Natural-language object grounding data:
'''
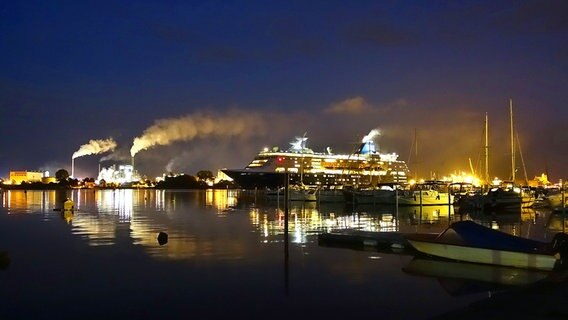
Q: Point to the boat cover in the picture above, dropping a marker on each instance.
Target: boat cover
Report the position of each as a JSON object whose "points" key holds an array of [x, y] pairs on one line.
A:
{"points": [[476, 235]]}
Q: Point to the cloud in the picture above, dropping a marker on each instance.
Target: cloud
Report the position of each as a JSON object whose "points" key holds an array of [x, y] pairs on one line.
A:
{"points": [[356, 105], [377, 32]]}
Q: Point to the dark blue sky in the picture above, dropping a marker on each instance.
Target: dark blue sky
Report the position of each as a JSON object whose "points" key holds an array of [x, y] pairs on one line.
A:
{"points": [[72, 71]]}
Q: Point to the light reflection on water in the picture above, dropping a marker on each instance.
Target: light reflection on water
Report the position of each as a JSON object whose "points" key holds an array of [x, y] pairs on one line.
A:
{"points": [[138, 215], [232, 241]]}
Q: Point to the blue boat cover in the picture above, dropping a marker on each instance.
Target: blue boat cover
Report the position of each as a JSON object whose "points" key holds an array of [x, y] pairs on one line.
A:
{"points": [[476, 235]]}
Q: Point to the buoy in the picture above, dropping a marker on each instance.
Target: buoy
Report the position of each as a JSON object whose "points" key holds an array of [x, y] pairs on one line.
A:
{"points": [[162, 238], [4, 260], [68, 205]]}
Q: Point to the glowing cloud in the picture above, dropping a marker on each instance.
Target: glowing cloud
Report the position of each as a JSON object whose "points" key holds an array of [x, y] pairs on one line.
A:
{"points": [[355, 105], [168, 131], [95, 147]]}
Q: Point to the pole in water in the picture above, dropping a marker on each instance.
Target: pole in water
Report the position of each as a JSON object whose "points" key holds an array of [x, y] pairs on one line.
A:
{"points": [[286, 253]]}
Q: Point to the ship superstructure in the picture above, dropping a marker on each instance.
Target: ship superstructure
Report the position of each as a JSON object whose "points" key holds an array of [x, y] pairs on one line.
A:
{"points": [[365, 167]]}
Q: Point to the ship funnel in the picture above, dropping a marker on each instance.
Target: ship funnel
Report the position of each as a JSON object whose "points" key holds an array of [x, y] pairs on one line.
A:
{"points": [[367, 148]]}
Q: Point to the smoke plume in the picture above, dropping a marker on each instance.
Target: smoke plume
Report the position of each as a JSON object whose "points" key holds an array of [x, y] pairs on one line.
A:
{"points": [[168, 131], [95, 147], [371, 135], [121, 155]]}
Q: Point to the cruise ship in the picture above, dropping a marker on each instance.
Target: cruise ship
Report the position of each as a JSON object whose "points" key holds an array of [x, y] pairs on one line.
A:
{"points": [[365, 167]]}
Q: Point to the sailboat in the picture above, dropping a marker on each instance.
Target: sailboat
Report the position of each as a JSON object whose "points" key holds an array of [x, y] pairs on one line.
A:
{"points": [[509, 195]]}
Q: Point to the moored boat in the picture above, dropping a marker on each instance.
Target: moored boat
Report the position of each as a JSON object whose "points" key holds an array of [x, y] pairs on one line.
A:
{"points": [[366, 166], [430, 193], [470, 242]]}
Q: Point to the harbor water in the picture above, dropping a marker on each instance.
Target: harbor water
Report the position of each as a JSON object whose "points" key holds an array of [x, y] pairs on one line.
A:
{"points": [[226, 255]]}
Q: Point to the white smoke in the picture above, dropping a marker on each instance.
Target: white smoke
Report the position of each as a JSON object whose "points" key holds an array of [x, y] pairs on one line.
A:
{"points": [[168, 131], [121, 155], [371, 135], [95, 147]]}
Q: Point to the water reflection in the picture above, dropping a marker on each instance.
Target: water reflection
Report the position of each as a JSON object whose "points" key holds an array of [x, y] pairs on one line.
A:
{"points": [[191, 219]]}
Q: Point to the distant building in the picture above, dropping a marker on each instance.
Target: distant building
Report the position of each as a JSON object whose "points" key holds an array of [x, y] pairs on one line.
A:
{"points": [[17, 177], [120, 175]]}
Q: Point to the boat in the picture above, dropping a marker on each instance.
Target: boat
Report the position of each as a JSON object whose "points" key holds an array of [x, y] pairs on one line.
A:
{"points": [[366, 166], [471, 242], [382, 193], [557, 200], [429, 193], [507, 196], [295, 193], [490, 274]]}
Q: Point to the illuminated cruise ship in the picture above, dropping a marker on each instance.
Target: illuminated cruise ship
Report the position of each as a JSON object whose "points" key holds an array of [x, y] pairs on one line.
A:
{"points": [[365, 167]]}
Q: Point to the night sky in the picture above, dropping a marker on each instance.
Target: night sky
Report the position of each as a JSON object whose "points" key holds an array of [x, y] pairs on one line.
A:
{"points": [[223, 79]]}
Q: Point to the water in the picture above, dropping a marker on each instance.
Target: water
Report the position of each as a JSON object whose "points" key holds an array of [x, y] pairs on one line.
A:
{"points": [[225, 257]]}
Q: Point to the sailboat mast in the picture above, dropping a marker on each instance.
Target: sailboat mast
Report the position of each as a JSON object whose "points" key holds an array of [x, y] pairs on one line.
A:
{"points": [[512, 141], [416, 154], [486, 149]]}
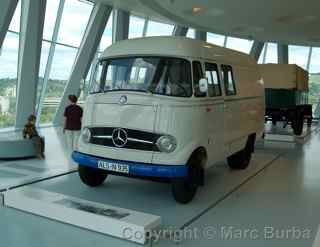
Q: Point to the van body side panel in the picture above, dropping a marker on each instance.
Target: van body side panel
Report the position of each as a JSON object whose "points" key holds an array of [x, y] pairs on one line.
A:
{"points": [[186, 122], [244, 112]]}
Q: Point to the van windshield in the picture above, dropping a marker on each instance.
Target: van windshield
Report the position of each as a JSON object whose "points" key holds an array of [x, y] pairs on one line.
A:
{"points": [[156, 75]]}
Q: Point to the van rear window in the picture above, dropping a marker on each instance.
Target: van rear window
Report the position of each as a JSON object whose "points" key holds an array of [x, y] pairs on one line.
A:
{"points": [[197, 75], [228, 80], [212, 75]]}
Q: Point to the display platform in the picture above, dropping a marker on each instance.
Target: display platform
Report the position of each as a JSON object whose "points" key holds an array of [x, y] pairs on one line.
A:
{"points": [[57, 162], [155, 198], [106, 219]]}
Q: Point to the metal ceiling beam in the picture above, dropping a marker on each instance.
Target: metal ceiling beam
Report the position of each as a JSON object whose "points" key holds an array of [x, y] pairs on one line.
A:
{"points": [[180, 31], [31, 30], [201, 35], [120, 28], [283, 54], [7, 11], [256, 50], [145, 27], [88, 47], [225, 42]]}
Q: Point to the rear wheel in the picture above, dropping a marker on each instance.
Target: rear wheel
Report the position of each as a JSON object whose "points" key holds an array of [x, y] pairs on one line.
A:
{"points": [[298, 123], [184, 189], [92, 177], [241, 159]]}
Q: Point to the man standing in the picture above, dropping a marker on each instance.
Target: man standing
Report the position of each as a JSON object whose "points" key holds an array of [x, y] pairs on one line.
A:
{"points": [[72, 122]]}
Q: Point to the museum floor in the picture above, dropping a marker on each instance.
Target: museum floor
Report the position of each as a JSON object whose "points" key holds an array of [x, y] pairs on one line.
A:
{"points": [[274, 202]]}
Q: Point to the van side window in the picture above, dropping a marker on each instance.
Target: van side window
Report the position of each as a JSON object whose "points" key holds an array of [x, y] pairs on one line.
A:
{"points": [[228, 80], [197, 75], [212, 74]]}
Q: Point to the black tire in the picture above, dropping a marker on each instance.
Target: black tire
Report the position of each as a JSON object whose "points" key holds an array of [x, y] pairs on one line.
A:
{"points": [[184, 189], [241, 159], [92, 177], [309, 122], [298, 123]]}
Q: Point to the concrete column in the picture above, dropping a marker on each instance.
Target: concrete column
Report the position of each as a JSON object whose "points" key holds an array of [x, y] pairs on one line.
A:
{"points": [[88, 47], [31, 30], [283, 54], [120, 25], [264, 58], [180, 31], [309, 58], [256, 50], [201, 35], [7, 10]]}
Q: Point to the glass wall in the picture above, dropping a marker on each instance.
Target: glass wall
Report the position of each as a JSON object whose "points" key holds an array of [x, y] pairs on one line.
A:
{"points": [[65, 50], [191, 33], [159, 29], [136, 26], [8, 71], [215, 39], [299, 55]]}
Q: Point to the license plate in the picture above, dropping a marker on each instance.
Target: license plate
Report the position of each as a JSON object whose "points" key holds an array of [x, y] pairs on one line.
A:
{"points": [[113, 166]]}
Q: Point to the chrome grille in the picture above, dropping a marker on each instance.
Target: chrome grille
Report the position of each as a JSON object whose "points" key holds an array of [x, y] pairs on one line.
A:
{"points": [[136, 139]]}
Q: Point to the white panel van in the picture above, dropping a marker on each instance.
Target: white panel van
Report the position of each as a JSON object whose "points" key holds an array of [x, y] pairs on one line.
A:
{"points": [[167, 109]]}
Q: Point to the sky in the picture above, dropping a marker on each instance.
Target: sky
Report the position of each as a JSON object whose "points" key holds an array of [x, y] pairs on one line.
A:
{"points": [[74, 20]]}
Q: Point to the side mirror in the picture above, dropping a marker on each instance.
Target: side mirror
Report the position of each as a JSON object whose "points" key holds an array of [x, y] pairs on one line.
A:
{"points": [[203, 85]]}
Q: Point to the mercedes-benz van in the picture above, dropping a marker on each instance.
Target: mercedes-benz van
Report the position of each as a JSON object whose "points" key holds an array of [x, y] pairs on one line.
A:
{"points": [[167, 109]]}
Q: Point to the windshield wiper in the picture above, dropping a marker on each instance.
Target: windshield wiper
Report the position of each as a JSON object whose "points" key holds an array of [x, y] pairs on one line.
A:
{"points": [[130, 90]]}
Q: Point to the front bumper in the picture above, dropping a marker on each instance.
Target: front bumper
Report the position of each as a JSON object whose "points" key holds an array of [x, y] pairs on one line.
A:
{"points": [[135, 168]]}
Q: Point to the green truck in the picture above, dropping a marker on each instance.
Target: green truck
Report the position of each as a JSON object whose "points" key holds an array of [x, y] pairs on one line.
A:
{"points": [[286, 95]]}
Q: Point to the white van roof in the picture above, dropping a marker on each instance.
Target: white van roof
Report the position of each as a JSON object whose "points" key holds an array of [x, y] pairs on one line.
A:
{"points": [[177, 47]]}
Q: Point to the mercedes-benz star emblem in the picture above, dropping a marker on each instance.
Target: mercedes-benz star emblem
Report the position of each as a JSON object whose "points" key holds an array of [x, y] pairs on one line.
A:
{"points": [[123, 100], [119, 137]]}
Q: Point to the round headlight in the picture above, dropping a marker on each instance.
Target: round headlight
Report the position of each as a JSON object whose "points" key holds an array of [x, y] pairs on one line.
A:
{"points": [[86, 135], [167, 144]]}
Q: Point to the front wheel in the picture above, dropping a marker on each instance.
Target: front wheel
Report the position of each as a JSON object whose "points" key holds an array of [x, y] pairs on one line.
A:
{"points": [[91, 176], [241, 159]]}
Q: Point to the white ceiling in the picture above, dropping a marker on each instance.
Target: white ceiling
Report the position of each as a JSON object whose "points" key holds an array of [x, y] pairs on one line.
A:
{"points": [[286, 21]]}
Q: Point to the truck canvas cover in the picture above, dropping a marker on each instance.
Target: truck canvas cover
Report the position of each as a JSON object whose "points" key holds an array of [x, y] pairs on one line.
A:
{"points": [[284, 76]]}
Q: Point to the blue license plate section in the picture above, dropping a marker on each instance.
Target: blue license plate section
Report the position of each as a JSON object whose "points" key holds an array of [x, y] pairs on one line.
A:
{"points": [[113, 166]]}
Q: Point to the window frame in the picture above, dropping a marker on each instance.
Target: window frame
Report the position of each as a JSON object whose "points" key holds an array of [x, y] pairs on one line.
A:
{"points": [[227, 84], [196, 83], [216, 94]]}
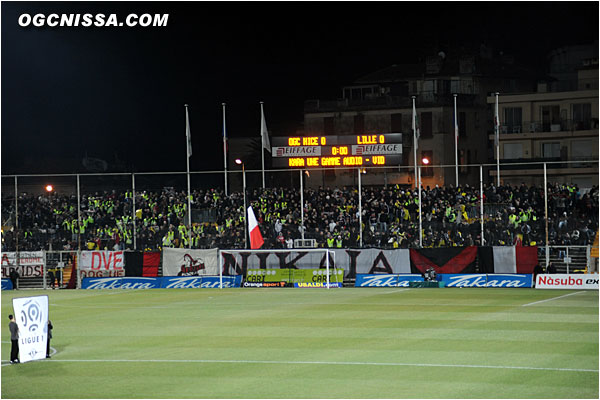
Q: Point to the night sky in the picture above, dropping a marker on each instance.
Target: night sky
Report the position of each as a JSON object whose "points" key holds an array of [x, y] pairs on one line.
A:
{"points": [[118, 93]]}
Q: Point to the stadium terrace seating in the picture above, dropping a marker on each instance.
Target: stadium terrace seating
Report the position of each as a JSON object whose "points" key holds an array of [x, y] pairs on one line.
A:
{"points": [[450, 217]]}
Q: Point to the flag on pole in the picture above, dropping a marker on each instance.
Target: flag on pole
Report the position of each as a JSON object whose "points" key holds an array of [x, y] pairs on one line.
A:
{"points": [[496, 125], [263, 131], [415, 126], [225, 146], [455, 128], [188, 134], [256, 240]]}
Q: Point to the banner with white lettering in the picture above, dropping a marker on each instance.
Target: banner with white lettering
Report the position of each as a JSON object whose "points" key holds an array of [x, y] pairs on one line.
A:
{"points": [[31, 263], [102, 260], [31, 315], [190, 262], [352, 261], [567, 281]]}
'''
● **EXERCISE INSTRUCTIONS**: Take the lines above from the one containing "Q: Point to the white van" to the one containing "Target: white ceiling" and retype them exactly, both ends included, with nothing added.

● **EXERCISE SOLUTION**:
Q: Point to the white van roof in the picture above, dropping a marker on each instance.
Target: white van roof
Report the position of each as a JSON object whose "points" key holds an array of [x, y] pairs on one line.
A:
{"points": [[177, 47]]}
Q: Point to the mercedes-benz star emblem in the picture above, dropping a marker on each instance.
Target: mercedes-benz star emblem
Report the position of each as a JSON object whose "points" key holds an array of [x, y] pairs on one line.
A:
{"points": [[123, 100], [119, 137]]}
Q: Point to the round headlight in the picture above, dropping a marker on each instance.
Target: round headlight
Report the position of each as a JSON object whose "points" key holds an array of [x, y] pairs on one line.
A:
{"points": [[86, 135], [167, 144]]}
Q: Point to the front wheel in the picture above, dropping a marker on each instance.
Target: front wheel
Report the position of each as a JSON object whose "points" key holds an array of [x, y] pairs on one line.
A:
{"points": [[91, 176], [241, 159]]}
Q: Point to the white ceiling in the picture above, dropping a marker on each instance.
Target: white ceiling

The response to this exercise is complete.